═════ EXCERPTED RECORDS

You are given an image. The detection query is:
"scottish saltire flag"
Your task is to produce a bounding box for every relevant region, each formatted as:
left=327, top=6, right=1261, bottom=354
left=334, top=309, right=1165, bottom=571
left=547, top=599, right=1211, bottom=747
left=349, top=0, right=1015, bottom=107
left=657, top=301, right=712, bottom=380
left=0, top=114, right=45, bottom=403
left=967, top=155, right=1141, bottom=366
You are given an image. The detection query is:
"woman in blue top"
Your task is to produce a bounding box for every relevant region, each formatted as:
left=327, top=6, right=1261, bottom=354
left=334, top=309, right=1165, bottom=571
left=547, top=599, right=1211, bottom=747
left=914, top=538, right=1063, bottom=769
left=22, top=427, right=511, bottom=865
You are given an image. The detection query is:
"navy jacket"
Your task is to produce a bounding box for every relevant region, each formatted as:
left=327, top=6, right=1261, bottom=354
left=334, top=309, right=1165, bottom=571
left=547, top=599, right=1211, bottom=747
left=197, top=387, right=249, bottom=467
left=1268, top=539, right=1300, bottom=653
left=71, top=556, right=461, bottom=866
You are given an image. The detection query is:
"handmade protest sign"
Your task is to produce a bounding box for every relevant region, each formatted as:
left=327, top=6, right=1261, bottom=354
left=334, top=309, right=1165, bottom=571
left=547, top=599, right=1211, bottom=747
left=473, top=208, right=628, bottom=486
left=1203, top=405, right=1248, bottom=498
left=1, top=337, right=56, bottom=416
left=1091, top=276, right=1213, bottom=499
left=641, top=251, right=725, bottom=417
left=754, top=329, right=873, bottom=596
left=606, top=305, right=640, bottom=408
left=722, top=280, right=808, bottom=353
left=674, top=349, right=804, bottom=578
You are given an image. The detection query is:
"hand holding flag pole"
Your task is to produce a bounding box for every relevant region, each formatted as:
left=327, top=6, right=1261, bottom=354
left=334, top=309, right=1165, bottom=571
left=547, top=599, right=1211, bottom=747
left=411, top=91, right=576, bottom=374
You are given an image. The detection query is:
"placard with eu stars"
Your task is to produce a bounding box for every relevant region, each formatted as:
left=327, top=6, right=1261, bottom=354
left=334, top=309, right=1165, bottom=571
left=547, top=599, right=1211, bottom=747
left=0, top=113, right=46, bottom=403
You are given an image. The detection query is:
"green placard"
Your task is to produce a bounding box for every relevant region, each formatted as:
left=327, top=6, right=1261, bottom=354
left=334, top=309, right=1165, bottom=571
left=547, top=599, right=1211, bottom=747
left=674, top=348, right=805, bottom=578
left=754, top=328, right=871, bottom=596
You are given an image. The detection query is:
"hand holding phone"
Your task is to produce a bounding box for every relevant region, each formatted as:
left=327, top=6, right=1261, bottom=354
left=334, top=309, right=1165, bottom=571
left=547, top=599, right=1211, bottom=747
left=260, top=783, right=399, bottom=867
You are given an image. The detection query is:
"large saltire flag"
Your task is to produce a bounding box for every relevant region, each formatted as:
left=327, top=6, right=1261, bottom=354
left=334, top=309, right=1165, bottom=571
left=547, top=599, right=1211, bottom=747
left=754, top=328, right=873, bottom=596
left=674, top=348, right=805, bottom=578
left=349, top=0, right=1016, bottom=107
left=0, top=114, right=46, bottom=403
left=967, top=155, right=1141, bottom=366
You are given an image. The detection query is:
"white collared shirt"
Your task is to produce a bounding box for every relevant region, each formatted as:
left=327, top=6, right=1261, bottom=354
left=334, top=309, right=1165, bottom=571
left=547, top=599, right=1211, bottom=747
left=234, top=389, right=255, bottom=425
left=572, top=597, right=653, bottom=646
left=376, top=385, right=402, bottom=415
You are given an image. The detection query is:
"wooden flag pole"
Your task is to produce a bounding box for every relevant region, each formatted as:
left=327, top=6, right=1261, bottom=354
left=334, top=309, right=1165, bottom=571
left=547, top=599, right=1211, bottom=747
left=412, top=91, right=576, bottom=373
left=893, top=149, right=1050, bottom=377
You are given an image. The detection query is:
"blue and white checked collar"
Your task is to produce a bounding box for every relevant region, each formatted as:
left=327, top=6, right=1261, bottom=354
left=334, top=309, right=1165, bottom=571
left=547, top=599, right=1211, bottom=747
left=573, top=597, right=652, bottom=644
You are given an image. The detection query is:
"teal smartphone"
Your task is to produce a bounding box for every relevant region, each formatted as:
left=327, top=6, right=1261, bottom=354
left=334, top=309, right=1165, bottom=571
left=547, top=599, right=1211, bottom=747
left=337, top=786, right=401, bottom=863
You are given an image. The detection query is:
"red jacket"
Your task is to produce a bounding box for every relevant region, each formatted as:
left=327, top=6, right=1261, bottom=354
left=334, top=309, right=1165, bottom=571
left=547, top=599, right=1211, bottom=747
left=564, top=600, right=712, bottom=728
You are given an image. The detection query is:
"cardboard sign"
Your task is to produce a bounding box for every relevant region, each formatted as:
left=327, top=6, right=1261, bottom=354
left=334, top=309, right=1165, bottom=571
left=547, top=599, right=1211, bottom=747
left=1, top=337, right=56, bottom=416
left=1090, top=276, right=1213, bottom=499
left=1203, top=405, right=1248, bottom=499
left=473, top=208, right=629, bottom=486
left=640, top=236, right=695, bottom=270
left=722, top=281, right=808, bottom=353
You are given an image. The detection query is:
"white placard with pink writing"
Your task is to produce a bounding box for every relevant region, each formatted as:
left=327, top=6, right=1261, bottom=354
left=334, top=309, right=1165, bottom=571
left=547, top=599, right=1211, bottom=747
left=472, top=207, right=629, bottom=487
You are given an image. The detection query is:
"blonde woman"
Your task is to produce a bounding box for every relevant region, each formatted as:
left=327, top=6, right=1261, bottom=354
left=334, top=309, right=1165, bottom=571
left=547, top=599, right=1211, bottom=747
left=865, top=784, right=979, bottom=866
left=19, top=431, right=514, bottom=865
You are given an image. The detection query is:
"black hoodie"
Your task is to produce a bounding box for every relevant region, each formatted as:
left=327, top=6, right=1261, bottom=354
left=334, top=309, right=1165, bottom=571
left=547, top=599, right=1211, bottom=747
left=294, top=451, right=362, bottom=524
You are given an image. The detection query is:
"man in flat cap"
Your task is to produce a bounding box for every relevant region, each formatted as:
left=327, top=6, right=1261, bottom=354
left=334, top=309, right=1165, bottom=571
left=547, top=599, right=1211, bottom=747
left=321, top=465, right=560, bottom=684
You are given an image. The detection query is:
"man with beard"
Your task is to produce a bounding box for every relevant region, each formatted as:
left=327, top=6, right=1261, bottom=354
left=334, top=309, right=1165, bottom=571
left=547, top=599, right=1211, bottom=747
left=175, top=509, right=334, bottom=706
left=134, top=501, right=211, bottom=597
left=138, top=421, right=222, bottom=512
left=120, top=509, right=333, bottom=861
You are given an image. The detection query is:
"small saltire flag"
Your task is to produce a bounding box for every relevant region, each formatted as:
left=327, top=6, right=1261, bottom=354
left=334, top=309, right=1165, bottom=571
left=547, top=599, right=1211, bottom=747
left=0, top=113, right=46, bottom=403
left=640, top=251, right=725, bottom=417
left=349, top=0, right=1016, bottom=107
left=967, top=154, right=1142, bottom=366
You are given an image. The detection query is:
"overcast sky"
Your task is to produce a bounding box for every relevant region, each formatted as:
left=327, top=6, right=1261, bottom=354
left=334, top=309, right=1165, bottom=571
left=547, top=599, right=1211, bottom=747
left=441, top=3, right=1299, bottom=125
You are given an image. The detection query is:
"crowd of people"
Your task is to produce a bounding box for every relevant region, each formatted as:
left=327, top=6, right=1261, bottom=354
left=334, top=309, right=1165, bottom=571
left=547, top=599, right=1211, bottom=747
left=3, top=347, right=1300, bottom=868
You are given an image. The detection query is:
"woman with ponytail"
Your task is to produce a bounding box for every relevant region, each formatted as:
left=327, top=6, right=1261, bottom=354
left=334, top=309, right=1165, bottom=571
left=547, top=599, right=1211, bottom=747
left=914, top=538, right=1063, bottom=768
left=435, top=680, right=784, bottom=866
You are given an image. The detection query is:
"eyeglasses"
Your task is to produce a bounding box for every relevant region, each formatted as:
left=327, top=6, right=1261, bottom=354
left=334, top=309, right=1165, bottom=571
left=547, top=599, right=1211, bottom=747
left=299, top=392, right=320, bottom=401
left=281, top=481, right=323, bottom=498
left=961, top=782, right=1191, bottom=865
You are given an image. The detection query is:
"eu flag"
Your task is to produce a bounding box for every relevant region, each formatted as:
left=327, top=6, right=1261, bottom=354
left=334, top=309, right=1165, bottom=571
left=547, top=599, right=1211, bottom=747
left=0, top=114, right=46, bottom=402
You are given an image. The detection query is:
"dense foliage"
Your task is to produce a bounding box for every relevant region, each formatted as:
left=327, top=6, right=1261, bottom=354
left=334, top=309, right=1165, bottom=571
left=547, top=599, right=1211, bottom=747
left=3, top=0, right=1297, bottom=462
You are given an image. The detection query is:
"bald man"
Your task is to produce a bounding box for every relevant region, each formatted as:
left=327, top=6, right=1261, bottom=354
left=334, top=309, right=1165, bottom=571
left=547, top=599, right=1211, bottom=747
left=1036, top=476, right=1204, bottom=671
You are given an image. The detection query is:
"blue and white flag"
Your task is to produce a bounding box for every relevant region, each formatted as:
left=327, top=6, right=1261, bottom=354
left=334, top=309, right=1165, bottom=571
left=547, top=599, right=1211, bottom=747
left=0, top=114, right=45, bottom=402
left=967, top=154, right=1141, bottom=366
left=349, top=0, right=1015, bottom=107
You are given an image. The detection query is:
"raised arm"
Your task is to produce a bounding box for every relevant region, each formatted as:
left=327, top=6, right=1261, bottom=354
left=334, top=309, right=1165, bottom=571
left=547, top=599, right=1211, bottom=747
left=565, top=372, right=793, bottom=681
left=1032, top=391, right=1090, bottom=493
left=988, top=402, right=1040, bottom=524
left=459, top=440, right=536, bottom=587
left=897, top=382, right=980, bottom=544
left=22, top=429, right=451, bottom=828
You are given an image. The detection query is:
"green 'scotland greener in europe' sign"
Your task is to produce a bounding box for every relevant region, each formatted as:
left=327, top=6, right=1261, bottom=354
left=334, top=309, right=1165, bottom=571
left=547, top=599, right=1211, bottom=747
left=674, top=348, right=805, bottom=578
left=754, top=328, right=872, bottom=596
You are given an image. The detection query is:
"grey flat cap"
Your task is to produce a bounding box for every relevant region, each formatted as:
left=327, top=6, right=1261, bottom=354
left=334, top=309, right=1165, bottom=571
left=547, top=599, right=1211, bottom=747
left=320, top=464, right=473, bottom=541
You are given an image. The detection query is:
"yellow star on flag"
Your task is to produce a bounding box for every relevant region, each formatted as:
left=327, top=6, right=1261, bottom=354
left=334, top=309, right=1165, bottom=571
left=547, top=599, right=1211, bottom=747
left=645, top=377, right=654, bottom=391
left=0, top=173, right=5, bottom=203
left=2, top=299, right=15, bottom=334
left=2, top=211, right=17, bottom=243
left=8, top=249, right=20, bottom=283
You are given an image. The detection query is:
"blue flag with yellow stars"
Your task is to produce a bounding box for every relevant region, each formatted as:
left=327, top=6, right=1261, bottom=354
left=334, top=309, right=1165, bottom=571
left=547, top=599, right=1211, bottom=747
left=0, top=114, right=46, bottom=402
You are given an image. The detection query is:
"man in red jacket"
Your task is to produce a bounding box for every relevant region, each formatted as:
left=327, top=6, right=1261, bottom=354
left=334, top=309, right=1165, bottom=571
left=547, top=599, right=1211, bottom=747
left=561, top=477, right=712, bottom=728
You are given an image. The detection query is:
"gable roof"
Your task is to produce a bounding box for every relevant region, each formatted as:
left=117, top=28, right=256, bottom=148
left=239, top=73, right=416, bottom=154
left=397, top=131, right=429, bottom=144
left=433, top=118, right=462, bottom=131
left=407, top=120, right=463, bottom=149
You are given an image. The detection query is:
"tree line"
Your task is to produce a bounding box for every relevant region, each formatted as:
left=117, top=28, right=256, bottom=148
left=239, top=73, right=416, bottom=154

══════════

TASK PROMPT → Go through the records above and copy every line holding the word "green".

WRITTEN SOLUTION →
"green placard"
"green 'scotland greener in europe' sign"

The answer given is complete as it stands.